• 任务说明
接着最后一句,续写这篇关于树木女士临终前从医院回家的访谈文字。

• 阅读文本

记者:2018年9月1日。树木女士已经住院半个多月了。
内田也哉子(下略):我进入病房时,母亲正在喃喃自语。我以为她已经神志不清了,但当我仔细听她说的话,我发现她正面向窗外的城市景观重复说着,“不要死”“拜托了”“不要浪费生命”。于是我问她:“你怎么了?”她回答:“今天是9月1日。”
母亲在晚年时参与到“逃学”[163]这一社会问题的解决中。她了解到9月1日,也就是暑假后开学的这天,是儿童自杀事件的高发时间。当她自己面临死亡,想必愈发强烈地意识到,一个拥有光明前途的孩子背负着压力,选择放弃自己的生命,这是多么巨大的浪费与不应该。
记者:半个月后,树木女士突然说:“我想回家。”
刚住进医院时,她很满意,还说:“这里比一般酒店的套房要好多了。”但入院一个月之后,她突然说:“我想回家。”我说:“不行,你还不能回家。”可是当我去咨询主治医生时,对方说:“她说想回家?如果情况变得更糟,就回不了家了。她自己大概也明白,现在是最后的机会了。”
于是我租了床和护理设备,安排了居家诊疗的医生和护士,两天后找了护理专用的出租车送她回家。在转移的过程中,我母亲非常安静。现在想来,她当时一定是在保存体力,因为她的每一个动作都是在迈向生命的终点。
母亲曾事先向我交代了一切准备工作,比如“把我的床放到平时大家活动的客厅里,别放在卧室”。当护士和家人忙来忙去的时候,母亲说:“请给我一些纸。”她写道:“我的事适度就好,总之要确保大家能舒舒服服地照顾我,拜托了。”护士为她的体贴而感到惊讶,说:“真了不起。”

• 条目摘录
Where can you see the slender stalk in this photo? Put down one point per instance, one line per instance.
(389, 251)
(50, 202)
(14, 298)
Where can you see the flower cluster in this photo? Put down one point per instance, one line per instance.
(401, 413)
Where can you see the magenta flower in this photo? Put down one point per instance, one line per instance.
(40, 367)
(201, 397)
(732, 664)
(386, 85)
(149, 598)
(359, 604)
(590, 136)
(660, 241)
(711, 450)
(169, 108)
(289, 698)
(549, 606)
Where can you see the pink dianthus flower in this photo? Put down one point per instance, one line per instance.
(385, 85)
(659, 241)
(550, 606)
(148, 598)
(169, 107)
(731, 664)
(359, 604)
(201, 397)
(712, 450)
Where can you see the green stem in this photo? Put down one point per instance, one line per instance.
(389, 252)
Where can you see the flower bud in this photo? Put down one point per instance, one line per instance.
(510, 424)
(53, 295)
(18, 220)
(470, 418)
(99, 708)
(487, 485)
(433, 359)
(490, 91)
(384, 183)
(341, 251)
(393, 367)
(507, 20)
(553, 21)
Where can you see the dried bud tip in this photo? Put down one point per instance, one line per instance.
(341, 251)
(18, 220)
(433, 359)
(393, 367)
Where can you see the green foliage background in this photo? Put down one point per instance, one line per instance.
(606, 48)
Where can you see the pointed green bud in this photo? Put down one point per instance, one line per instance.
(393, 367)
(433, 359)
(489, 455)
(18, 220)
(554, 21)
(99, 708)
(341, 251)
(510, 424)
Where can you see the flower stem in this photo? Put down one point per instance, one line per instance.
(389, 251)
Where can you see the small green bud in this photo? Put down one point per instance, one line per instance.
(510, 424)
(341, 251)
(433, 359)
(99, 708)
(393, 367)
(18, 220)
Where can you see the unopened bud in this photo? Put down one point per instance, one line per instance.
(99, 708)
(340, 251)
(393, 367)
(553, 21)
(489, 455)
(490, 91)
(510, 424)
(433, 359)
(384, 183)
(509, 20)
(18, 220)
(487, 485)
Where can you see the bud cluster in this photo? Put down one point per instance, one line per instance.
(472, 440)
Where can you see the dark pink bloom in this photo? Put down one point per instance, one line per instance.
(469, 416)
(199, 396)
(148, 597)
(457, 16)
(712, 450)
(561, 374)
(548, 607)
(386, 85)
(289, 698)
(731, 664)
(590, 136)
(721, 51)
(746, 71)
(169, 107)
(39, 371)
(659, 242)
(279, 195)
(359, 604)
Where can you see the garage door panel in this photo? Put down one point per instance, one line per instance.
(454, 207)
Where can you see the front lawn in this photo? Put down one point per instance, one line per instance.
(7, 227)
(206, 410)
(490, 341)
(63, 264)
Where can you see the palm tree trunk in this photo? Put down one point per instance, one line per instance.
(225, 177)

• 本题作答
那天晚上,终于都安顿好了,我说:“我们去睡觉了。”这时母亲叫住了我,她向我伸出手,于是我握住她的手,问她怎么了。她用非常小的声音说了三遍“谢谢”。我说:“别说了,太肉麻了(笑),这才刚刚开始呢。明天我要告诉(父亲)裕也,还会有很多人来看你,我们会很忙的,晚安。”随后我就去了卧室。
我记得大概是夜里一点多,守夜的护士说:“所有人都过来吧。”我们赶到母亲身边。她当时已经处于昏迷状态,我丈夫(本木雅弘)、长子雅乐和次子玄兔围绕在母亲身边,大女儿伽罗因为大学新学期开学而回到了美国,我们通过视频通话让她也能看到母亲的脸。
我当时非常不安,就在我们终于回到家,松了一口气的时候,没有想到事情会变成这样……8岁的玄兔在英国长大,他用英语说:“妈咪,没事的。就算外婆的身体消失了,灵魂也会永远在我们身边。”我非常惊讶,这么小的孩子,眼看着外婆正在自己面前死去,不知道这些话他是从哪里听来的,还是自己想到的,如此平静地鼓励着他的母亲。我于是回过神来说:“是的。”
玄兔好玩的地方是到了我母亲弥留之际,他忽然说道:“对了,非常感谢您一直给我吃好吃的水果。”我母亲经常为他剥八朔橘[164],当作零食给他吃。他好像忽然想起了这件事,大家都笑了。我除了“谢谢”之外已经什么都说不出来,孩子们这种真实的表现很有意思。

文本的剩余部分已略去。